## ОТРЫВОК ТЕКСТА
>>
Вот и вчера был доклад[247] редактора «Граней» Тарасовой с забавными прениями, в которых нес чепуху Померанцев.
Сегодня Тарасова приезжала в Gagny и навестила меня. Она преславная и удивительно не по-эмигрантски уютна и добродушна. Здесь она всем очень нравится — даже жене Терапиано, которая не любит ни стихов, ни поэтов, к сожалению. Но она все же хороший человек, хотя и антипоэтический.
Я все еще не поблагодарила Вас за Ваше согласие написать о моих стихах. Спасибо большое. Адамович сказал, что Вы можете обо мне написать «как никто», и вообще неожиданно наговорил массу лестного о Вашем уме и вкусе. Неожиданно — оттого что от него другим всегда ждешь скорее осуждения, чем похвалы. Но о Вас он говорил так вдумчиво и серьезно, что я не могу не передать Вам его мнения о Вас, очень лестного.
Он, конечно, капризен в своих суждениях, но он по-настоящему умен, и похвала его не должна Вас оставить безразличным.
О пальто Ю<рия> К<онстантиновича> не огорчайтесь слишком. Раз не удалось, то и беды большой нет. Тем более что он ведь о моей «вылазке на одежном фронте» и не подозревает. И значит, все в порядке.
Я не помню, писала ли я Вам, что у меня обнаружилась очень похожая карточка Г<еоргия> В<ладимировича>. Если хотите, я ее пересниму для Вас.
К сожалению, как Вы и сами знаете, книга стихов ничего, кроме «славы», не приносит — никакого гонорара. Поэтому нужно, чтобы она «прогремела, как гром». А то уже слишком обидно. «Для того ли я, Господи, пела?» и т. д.
Еще раз спасибо, что Вы хотите мне помочь прогреметь. Я Вам действительно благодарна от всего сердца. Пусть Вам и всем Вашим будет хорошо. Душевно Ваша
И. Одоевцева
<На полях:> Очень меня тронуло, что бедный Бобка спит в пальто. Неужели собачья старость так же печальна, как человеческая. Все же она, наверное, не так отвратительна. Среди каких стариков и старух мне приходится жить.
37
23/III <19>61
Дорогой Владимир Федрович,
Я только что получила Вашу статью[248] и пишу Вам в состоянии смущения и восторга.
<<
## ЗАДАНИЕ
Допишите отрывок из переписки, начав сразу после его последней фразы.

## ИСХОДНЫЕ ДАННЫЕ
>>
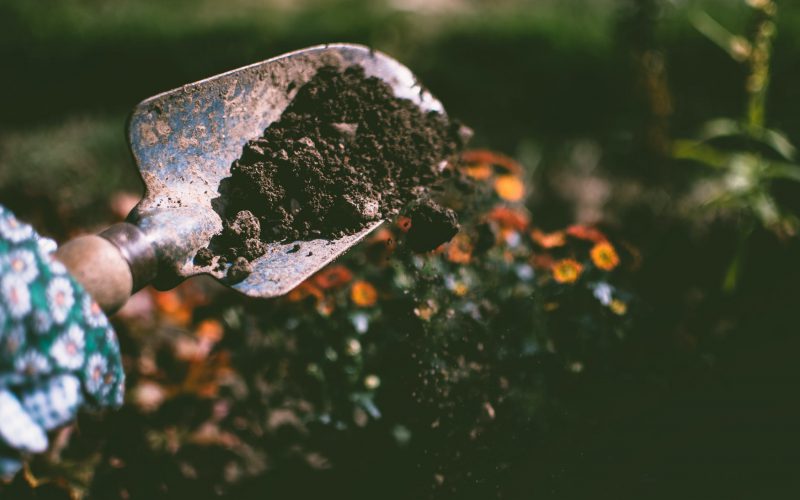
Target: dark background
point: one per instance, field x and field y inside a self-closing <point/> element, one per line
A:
<point x="536" y="80"/>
<<
## ОТВЕТ
Лучше написать нельзя было. Она даже превосходит статью Адамовича[249].
Особенно замечательно начало, но и дальше все прекрасно. Кроме все же упрека в перевранной цитате. Нет, в этом я не грешна. Я привожу цитату из незаконченного рассказа Пушкина про чертей. Черт играет в аду в карты, приговаривая: «Мы играем не для денег, а чтоб время провести»[250]. И я, и все мы в Петербурге постоянно повторяли ее по разным поводам. Кажется, я узнала ее от Ходасевича и даже читала ее в одной из его книг о Пушкине. Мне казалось, что она широко известна, иначе я, конечно, не взяла <бы> ее. «Если надо оправдываться, то не надо оправдываться».
Мне очень, очень интересно все, что Вы пишете, и невероятно приятно. И до чего лестно!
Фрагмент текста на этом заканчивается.